* BEGIN *

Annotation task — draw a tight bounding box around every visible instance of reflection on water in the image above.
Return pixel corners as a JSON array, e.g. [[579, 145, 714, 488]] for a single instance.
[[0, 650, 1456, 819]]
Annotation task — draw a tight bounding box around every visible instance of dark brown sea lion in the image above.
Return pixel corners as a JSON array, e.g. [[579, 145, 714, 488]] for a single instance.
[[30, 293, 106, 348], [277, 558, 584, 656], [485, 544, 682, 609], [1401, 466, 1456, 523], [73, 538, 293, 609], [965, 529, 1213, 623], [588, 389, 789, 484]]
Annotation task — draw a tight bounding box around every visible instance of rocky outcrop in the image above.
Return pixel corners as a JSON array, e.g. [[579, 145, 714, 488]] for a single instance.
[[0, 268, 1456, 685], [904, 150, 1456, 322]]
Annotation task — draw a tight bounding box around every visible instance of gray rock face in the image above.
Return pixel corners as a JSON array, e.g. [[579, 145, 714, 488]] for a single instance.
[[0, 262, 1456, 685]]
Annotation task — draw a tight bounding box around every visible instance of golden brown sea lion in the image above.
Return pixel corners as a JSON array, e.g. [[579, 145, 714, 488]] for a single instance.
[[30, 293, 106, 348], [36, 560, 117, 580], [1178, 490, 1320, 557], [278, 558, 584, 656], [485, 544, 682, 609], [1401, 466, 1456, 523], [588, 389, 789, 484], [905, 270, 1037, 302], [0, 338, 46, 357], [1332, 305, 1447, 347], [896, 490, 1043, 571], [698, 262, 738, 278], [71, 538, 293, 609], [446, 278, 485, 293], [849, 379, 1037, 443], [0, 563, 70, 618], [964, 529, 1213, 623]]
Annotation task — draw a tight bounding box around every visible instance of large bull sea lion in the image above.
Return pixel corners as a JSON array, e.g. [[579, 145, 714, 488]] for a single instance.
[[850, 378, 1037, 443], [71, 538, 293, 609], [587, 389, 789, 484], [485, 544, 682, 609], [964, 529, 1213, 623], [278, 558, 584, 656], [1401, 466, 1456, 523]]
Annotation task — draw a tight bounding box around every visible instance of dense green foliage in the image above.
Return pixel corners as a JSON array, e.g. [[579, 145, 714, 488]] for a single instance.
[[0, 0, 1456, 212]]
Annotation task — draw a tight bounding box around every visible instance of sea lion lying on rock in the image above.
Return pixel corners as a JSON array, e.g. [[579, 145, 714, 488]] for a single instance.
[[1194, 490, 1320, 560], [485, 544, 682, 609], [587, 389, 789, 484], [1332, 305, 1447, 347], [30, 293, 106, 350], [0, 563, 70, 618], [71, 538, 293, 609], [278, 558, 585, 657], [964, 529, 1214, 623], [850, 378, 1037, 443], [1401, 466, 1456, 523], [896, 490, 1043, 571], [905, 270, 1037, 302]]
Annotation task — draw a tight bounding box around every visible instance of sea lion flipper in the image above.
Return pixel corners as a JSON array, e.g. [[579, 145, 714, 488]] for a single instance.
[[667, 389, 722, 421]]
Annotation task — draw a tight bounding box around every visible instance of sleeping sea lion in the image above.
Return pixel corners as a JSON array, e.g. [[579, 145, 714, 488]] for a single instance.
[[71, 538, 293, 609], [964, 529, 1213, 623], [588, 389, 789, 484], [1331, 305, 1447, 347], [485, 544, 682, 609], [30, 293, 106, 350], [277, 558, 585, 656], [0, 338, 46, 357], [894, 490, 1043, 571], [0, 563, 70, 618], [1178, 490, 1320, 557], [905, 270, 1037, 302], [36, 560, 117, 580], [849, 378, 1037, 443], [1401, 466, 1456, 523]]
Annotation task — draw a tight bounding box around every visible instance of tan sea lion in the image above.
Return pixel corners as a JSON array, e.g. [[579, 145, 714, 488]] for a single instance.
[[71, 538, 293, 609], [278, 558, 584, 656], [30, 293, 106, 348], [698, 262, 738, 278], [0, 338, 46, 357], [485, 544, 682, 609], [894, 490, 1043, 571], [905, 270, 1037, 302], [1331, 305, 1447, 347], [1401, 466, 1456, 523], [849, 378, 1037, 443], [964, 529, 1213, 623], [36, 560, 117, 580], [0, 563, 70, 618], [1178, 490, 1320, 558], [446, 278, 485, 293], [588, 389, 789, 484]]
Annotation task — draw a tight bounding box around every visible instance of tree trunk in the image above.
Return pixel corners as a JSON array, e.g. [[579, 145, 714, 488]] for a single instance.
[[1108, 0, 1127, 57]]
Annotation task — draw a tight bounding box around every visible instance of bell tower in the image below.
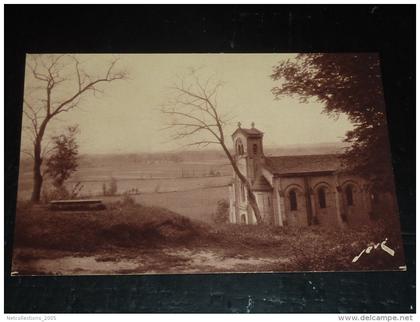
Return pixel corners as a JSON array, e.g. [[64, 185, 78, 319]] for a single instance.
[[232, 122, 264, 183]]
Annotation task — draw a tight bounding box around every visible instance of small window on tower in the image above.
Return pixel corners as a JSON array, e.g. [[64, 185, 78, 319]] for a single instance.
[[252, 144, 258, 155], [289, 190, 297, 210]]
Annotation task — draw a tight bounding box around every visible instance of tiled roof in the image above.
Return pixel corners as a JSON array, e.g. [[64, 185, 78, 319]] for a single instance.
[[232, 127, 264, 136], [264, 154, 341, 175]]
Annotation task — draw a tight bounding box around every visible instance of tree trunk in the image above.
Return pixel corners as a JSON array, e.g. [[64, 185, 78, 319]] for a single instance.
[[221, 142, 264, 225], [31, 140, 43, 203], [31, 116, 51, 203]]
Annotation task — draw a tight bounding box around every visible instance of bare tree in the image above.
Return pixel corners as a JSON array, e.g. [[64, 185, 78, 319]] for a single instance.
[[22, 54, 127, 203], [161, 70, 263, 224]]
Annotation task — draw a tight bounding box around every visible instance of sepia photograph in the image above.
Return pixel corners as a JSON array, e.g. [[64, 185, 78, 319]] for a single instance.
[[11, 52, 406, 276]]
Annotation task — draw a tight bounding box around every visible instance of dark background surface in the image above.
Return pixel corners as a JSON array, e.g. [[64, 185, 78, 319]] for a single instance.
[[5, 5, 416, 313]]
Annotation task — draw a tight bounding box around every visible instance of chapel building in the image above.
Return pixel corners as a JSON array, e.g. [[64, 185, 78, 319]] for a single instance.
[[229, 123, 372, 227]]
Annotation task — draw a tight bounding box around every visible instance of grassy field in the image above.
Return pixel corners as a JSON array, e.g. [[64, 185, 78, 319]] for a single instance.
[[18, 156, 232, 222], [13, 199, 404, 275]]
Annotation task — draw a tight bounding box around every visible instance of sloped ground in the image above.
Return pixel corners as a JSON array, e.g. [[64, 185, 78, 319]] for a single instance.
[[12, 201, 404, 275]]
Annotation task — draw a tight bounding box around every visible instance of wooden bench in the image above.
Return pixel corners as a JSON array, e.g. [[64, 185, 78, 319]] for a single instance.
[[49, 199, 106, 211]]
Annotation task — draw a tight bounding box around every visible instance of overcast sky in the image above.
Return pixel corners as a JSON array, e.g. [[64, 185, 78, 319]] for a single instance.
[[23, 54, 352, 153]]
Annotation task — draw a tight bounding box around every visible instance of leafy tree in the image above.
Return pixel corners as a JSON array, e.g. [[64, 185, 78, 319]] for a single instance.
[[271, 53, 393, 191], [45, 126, 78, 189]]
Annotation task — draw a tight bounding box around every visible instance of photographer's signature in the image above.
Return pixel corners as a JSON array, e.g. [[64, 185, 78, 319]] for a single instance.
[[352, 238, 395, 263]]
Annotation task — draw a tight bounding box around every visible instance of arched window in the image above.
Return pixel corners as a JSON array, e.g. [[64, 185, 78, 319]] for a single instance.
[[345, 185, 354, 206], [236, 139, 244, 155], [289, 190, 297, 210], [252, 143, 258, 155], [318, 188, 327, 208]]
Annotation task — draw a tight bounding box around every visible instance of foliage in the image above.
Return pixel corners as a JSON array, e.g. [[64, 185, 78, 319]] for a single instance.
[[42, 182, 84, 203], [271, 54, 393, 191], [213, 199, 229, 224], [45, 126, 79, 190], [102, 177, 118, 196]]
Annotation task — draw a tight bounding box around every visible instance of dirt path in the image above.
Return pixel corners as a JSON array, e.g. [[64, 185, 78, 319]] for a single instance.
[[13, 249, 290, 275]]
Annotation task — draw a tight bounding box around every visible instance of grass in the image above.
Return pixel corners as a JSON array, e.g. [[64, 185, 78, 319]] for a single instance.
[[14, 198, 404, 273]]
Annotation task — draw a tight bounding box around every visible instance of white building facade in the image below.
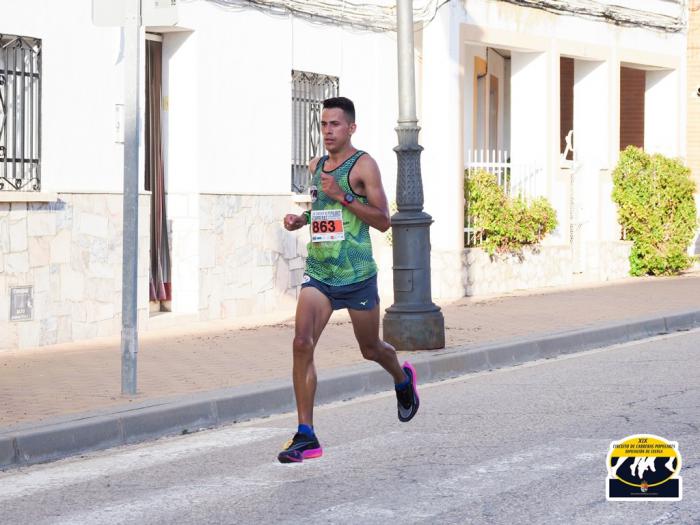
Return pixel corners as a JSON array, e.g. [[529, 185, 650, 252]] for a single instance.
[[0, 0, 685, 349]]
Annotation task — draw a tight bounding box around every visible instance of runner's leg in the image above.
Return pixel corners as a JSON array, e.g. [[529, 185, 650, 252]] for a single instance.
[[292, 286, 333, 426], [348, 305, 406, 384]]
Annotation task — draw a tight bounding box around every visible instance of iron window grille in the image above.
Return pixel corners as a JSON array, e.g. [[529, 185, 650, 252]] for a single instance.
[[0, 34, 41, 191], [292, 71, 340, 193]]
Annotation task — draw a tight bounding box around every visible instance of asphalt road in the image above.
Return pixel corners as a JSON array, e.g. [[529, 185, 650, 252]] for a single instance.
[[0, 331, 700, 525]]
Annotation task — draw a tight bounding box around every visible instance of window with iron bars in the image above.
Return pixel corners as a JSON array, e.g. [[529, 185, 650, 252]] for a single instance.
[[292, 70, 340, 193], [0, 33, 41, 191]]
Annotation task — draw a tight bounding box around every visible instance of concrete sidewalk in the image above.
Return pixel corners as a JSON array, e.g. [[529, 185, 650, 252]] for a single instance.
[[0, 273, 700, 467]]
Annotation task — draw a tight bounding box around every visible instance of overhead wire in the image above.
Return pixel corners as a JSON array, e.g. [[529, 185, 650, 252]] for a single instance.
[[196, 0, 687, 33]]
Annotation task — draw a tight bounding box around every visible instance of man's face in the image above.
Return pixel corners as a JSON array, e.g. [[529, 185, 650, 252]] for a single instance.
[[321, 108, 355, 153]]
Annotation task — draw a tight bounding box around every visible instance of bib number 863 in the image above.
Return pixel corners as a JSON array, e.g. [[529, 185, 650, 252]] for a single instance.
[[311, 221, 336, 233]]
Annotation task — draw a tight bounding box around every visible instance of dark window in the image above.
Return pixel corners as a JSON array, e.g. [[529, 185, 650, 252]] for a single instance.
[[292, 71, 340, 192], [0, 34, 41, 191]]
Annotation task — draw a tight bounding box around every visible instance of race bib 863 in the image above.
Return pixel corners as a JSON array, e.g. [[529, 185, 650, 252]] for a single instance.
[[311, 210, 345, 242]]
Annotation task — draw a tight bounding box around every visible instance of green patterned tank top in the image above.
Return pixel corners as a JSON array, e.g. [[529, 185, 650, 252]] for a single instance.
[[306, 151, 377, 286]]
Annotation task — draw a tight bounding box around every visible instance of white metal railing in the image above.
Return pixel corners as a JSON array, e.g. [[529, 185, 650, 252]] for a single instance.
[[464, 149, 543, 246]]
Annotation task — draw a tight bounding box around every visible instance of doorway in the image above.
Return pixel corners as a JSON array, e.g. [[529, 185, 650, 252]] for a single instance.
[[144, 33, 172, 315]]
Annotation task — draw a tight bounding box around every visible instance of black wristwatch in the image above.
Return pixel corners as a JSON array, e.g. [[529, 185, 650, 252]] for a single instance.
[[340, 193, 355, 206]]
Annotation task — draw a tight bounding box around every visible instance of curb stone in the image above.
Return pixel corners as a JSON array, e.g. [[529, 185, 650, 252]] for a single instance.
[[0, 310, 700, 470]]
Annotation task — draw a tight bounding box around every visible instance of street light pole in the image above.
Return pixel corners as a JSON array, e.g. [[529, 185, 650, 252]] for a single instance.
[[383, 0, 445, 350], [121, 0, 141, 395]]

* END *

The problem.
Output the lines of the records from the one containing "arched window in the image above." through the one containing "[[14, 198, 404, 273]]", including both, as a JSON list of strings with one string per line and blank lines left out.

Result of this exercise.
[
  "Annotation task — draw a tight bounding box around every visible instance of arched window in the image above.",
  "Return pixel corners as a JSON array, e.g. [[64, 185, 78, 319]] for a single instance.",
  "[[345, 185, 354, 206], [236, 139, 244, 155], [289, 190, 297, 210], [252, 143, 258, 155], [318, 188, 327, 208]]",
  "Annotation task — draw a tight bounding box around every visible instance of foliage in the image above.",
  "Return pixel corners as a JSON array, e.g. [[64, 185, 78, 319]] for a single instance.",
  "[[42, 182, 84, 203], [271, 54, 393, 191], [213, 199, 229, 224], [45, 126, 79, 190], [102, 177, 118, 196]]",
  "Annotation task — draw a tight bounding box around every visible instance of dirt path in the image above.",
  "Return pixel corners as a JSON array, e.g. [[64, 185, 78, 319]] for a single instance.",
  "[[13, 249, 290, 275]]",
  "Annotation task — draw a tight bounding box around every visible instance of grass in the image above.",
  "Return pixel corners as a JSON array, e.g. [[64, 185, 78, 319]] for a single instance.",
  "[[14, 198, 404, 273]]"
]